:: 本文
清澤のコメント:そもそも橋本病というのは慢性甲状腺炎であって、甲状腺機能は一般に低下するようです。その橋本病の眼症状はどんなものなのでしょうか?復習しておきましょう。

概要

背景:明白な眼症は、患者の約40%に有意な眼の変化が見られるグレーブス病と比較して、橋本甲状腺炎の患者ではまれであると推定されています。一方、観察すると、橋本甲状腺炎の患者では、より微妙な眼の変化、特に上眼瞼の後退(UER)と軽度の炎症の兆候がよく見られます。

方法:2004年から現在までシドニー(オーストラリア)で前向きに研究された橋本甲状腺炎の最近診断された患者の眼の徴候の有病率と特徴を決定しました。酵素免疫測定法で20人の患者の血清眼窩抗体を測定しました。

結果:橋本甲状腺炎患者の眼の徴候の全体的な有病率は34%であり、その約4分の1が慢性UER(上眼瞼の後退)であり、主な徴候として5mmを超える辺縁反射距離として決定されました。目の兆候と喫煙との間に相関関係はありませんでした。全体として、眼の徴候と陽性の抗体検査の間にはわずかな相関関係しかなく、研究の時点で眼の徴候がなかった患者の40%が抗体陽性でした。

結論:目の変化、特にUERは、橋本甲状腺炎の患者によく見られます。甲状腺刺激ホルモン受容体抗体は通常橋本甲状腺炎とは関連がないため、上眼瞼挙筋(まぶた)の自己免疫介在性損傷はこれらの抗体によるものではありません。まぶたの異常はほとんどの患者にとって小さな問題かもしれませんが、一部の患者にとっては外科的管理を必要とする大きな美容上の影響があります。

2010 Mar;20(3):287-90. doi: 10.1089/thy.2009.0199.

Eye and eyelid abnormalities are common in patients with Hashimoto’s thyroiditis

追記:

「橋本病(慢性甲状腺炎)」とはどのような病気ですか?

甲状腺ホルモンは、心臓や肝臓、腎臓、脳など全身の臓器に作用して代謝を盛んにするなど、大切な作用を持つホルモンです。橋本病(慢性甲状腺炎)は、この甲状腺ホルモンが少なくなる病気(甲状腺機能低下症)の代表的な疾患です。
::::
資料を探る
[A] 橋本病の眼症状に関する本文について、次の問いに答えなさい。
(i) 橋本甲状腺炎患者における眼の徴候の全体的な有病率は何%か。
(ii) この研究はどこで、何年から行われたか。
(iii) 血清眼窩抗体を測定した患者は何人か。
[B] 本文の「Eye and eyelid」から「低下症)の代表的な疾患です。」までを、両端も含めて一字一句違えずに書き写しなさい。
これらの資料は本文の内容とは関係がありません。
:: 提示された項目
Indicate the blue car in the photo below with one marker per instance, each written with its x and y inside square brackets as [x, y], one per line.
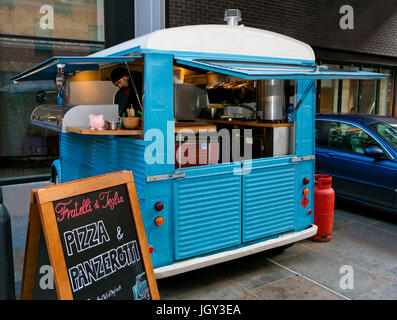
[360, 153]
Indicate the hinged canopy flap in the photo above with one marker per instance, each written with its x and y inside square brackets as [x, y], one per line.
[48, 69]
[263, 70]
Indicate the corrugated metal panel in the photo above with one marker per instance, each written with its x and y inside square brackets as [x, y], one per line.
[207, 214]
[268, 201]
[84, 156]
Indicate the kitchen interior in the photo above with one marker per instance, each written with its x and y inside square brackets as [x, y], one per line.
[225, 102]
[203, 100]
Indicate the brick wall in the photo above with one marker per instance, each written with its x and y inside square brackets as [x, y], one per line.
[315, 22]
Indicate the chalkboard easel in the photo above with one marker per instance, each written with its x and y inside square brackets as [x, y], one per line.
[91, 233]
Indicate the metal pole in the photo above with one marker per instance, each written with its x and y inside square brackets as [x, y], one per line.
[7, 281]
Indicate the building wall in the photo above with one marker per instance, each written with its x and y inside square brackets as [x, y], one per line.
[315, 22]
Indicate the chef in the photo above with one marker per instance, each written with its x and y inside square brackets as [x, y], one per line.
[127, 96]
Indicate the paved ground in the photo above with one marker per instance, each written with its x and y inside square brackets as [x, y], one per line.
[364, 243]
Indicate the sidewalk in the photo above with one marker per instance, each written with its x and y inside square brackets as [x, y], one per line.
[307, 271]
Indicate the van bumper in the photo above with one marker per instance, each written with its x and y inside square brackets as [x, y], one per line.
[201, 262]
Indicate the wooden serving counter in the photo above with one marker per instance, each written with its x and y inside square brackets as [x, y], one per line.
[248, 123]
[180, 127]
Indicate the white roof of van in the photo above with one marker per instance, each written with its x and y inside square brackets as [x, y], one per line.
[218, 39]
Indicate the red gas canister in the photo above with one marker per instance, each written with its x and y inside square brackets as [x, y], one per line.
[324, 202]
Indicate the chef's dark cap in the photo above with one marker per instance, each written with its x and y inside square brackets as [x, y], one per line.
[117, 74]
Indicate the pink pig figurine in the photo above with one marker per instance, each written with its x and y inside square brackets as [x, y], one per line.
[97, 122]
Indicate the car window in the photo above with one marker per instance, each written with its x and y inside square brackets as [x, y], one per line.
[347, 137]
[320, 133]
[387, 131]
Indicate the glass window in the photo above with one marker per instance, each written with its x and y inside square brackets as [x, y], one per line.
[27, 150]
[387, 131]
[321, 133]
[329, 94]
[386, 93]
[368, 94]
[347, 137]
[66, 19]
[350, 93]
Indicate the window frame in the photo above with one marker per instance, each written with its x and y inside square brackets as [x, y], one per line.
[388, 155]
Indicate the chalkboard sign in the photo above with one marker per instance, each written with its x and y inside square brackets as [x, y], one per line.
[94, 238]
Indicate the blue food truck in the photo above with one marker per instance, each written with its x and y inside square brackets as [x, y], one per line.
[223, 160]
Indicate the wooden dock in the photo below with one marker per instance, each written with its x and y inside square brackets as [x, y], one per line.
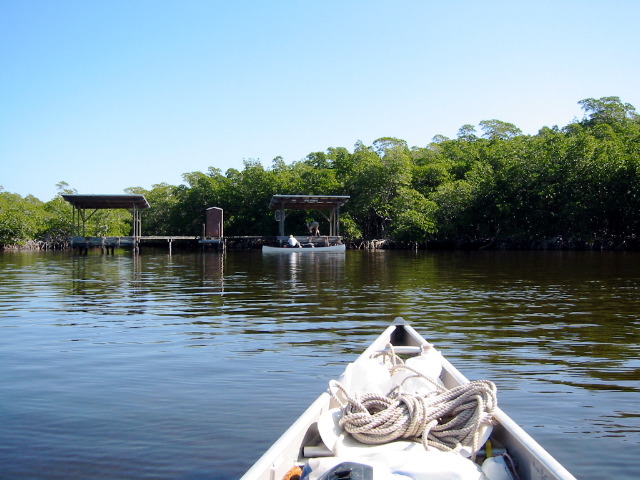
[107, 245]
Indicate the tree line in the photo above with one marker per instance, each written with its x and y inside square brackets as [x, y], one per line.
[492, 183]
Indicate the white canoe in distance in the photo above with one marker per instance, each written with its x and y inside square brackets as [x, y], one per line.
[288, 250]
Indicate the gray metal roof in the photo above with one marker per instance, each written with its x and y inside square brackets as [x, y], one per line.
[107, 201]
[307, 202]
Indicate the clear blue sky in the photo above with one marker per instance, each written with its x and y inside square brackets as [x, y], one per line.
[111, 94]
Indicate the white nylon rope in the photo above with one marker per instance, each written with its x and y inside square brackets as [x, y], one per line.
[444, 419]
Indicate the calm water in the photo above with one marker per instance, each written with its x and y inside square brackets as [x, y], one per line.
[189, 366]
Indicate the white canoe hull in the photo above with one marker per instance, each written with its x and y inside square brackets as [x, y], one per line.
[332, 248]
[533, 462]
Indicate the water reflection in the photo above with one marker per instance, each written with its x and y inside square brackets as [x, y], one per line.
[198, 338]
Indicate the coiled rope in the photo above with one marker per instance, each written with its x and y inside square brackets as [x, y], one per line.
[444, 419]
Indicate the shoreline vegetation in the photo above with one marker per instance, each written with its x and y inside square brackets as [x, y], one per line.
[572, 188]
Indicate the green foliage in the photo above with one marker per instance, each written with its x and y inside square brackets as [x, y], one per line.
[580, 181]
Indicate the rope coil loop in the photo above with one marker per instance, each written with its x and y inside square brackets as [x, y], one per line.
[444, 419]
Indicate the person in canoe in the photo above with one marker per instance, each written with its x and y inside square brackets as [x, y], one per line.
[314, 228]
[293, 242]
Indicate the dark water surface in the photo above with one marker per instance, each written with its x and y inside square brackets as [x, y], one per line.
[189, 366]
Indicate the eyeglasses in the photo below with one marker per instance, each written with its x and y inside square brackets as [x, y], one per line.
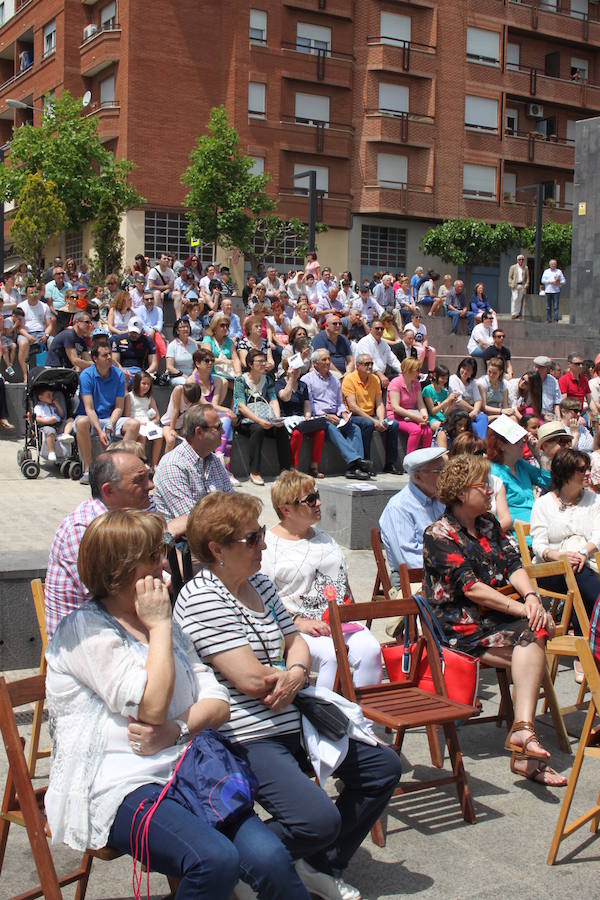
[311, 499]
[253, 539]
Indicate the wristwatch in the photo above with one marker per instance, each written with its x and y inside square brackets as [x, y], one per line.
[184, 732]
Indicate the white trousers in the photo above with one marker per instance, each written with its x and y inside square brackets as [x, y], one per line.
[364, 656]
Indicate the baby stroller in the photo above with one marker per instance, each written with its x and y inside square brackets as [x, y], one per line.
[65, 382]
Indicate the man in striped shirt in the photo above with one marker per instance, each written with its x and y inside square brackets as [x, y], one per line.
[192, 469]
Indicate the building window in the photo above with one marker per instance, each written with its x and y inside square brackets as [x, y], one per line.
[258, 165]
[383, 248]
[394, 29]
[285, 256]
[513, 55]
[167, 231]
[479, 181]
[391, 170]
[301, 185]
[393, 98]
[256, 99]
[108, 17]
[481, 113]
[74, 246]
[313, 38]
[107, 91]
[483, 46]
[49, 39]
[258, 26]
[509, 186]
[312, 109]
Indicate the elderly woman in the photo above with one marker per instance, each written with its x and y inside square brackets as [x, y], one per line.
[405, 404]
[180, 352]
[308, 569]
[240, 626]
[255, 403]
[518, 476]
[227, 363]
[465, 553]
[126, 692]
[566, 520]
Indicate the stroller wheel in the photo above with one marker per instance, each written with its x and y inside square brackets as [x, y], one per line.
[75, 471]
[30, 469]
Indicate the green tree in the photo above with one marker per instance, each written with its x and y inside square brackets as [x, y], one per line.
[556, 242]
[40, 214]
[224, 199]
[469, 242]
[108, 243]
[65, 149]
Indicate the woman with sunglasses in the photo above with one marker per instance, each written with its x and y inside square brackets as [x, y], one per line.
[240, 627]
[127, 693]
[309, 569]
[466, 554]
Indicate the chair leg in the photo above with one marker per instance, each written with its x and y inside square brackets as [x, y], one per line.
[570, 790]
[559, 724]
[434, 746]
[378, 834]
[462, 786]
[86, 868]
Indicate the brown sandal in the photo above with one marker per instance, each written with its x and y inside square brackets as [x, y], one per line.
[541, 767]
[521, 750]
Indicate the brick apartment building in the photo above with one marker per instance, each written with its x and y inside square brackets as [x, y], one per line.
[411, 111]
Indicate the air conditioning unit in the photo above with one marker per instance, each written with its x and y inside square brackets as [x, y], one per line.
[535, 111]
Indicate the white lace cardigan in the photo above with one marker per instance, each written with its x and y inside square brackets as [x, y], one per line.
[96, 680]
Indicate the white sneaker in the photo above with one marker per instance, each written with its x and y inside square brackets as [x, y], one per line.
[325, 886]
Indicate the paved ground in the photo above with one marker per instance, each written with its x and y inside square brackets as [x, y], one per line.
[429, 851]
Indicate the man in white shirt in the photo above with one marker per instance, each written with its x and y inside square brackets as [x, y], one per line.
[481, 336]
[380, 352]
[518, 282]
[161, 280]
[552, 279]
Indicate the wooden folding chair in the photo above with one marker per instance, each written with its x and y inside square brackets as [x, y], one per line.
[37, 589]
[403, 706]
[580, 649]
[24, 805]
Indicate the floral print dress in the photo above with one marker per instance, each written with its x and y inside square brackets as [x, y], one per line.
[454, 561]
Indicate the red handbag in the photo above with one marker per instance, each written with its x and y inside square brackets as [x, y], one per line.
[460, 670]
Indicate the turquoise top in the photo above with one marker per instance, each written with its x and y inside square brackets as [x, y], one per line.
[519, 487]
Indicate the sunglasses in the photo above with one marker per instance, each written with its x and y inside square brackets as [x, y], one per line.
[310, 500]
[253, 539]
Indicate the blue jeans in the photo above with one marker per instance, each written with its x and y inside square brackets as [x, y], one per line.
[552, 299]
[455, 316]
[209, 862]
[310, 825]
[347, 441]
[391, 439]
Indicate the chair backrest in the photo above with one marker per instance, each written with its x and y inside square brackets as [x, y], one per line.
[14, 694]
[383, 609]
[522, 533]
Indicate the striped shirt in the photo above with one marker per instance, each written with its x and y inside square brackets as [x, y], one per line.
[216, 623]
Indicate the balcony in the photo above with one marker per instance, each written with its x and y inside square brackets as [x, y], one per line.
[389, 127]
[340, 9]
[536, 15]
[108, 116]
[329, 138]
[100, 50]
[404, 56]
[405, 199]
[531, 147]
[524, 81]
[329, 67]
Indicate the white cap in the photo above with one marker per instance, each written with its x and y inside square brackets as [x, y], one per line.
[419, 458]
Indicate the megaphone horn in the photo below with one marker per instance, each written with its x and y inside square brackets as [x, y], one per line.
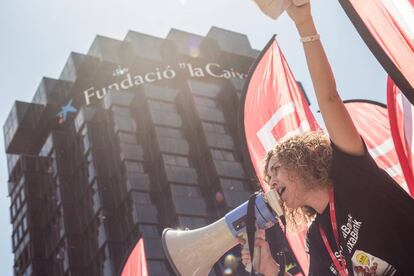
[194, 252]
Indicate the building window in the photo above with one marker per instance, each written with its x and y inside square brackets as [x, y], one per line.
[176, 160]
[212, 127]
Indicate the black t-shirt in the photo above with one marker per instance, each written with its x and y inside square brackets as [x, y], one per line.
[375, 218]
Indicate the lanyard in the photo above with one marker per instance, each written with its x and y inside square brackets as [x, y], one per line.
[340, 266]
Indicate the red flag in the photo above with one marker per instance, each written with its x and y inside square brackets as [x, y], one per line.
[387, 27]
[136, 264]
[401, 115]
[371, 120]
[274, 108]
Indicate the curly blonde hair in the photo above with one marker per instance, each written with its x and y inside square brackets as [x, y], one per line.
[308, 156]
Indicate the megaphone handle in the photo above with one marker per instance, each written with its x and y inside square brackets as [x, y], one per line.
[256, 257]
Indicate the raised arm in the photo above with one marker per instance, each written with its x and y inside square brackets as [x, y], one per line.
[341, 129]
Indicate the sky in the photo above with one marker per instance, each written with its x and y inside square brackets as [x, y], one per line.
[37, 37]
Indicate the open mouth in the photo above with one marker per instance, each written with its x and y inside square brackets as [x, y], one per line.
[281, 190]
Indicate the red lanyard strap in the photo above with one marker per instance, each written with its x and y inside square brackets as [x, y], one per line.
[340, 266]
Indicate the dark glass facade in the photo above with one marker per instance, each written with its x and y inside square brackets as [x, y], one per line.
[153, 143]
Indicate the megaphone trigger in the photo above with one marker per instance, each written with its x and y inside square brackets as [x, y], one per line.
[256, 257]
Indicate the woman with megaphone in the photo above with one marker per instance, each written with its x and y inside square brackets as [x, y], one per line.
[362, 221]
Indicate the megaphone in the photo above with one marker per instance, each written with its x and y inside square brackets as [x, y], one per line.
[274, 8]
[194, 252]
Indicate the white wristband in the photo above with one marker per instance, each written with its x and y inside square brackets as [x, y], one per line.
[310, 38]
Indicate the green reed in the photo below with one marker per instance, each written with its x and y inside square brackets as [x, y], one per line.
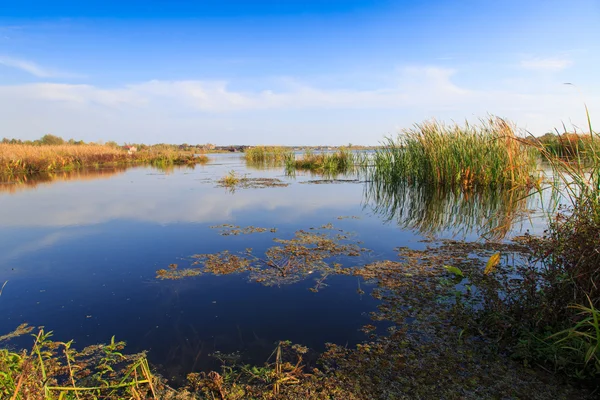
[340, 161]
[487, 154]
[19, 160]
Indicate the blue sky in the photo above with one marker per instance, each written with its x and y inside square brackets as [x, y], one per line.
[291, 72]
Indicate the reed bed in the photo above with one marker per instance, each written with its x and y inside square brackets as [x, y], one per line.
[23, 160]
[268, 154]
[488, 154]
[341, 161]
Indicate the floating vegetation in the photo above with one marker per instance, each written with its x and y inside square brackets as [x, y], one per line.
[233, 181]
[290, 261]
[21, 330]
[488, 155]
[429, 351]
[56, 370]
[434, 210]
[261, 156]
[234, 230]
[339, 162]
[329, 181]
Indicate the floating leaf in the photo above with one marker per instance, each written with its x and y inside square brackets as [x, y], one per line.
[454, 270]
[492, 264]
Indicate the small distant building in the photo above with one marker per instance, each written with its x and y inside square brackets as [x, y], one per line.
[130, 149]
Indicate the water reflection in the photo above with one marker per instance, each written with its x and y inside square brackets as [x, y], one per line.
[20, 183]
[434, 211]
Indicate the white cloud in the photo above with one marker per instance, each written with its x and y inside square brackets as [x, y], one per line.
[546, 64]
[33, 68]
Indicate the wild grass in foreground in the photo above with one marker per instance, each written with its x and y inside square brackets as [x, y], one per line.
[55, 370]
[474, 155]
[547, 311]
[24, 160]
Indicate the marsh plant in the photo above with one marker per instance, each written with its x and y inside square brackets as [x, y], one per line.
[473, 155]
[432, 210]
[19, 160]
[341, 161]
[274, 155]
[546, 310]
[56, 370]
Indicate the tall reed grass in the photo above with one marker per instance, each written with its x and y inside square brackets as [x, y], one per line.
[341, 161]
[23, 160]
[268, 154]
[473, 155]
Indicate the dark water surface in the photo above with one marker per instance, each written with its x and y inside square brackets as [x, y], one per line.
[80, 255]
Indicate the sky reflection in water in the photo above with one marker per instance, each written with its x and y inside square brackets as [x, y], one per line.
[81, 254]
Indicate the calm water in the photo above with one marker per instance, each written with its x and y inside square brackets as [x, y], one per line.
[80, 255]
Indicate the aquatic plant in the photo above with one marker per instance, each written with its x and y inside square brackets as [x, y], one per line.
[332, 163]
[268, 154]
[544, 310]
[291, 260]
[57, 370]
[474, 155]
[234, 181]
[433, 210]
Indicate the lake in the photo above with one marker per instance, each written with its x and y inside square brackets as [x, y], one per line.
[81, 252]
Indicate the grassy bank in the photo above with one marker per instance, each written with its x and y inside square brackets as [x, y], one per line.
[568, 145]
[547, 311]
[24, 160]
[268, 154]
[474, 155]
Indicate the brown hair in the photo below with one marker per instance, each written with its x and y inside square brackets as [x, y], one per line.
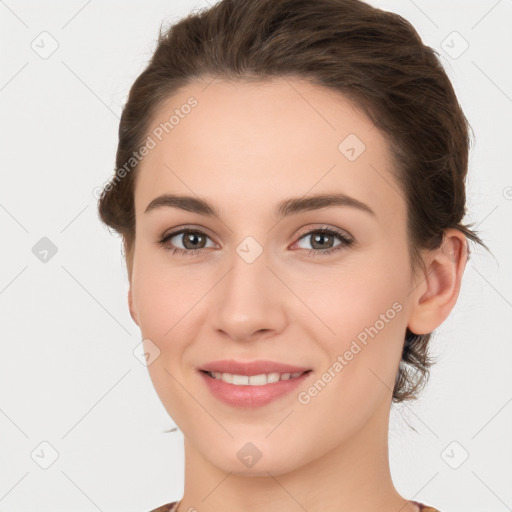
::::
設問別の解答
[A]
(i) 34%
(ii) シドニー(オーストラリア)で、2004年から
(iii) 20人

[B]
Eye and eyelid abnormalities are common in patients with Hashimoto’s thyroiditis

追記:

「橋本病(慢性甲状腺炎)」とはどのような病気ですか?

甲状腺ホルモンは、心臓や肝臓、腎臓、脳など全身の臓器に作用して代謝を盛んにするなど、大切な作用を持つホルモンです。橋本病(慢性甲状腺炎)は、この甲状腺ホルモンが少なくなる病気(甲状腺機能低下症)の代表的な疾患です。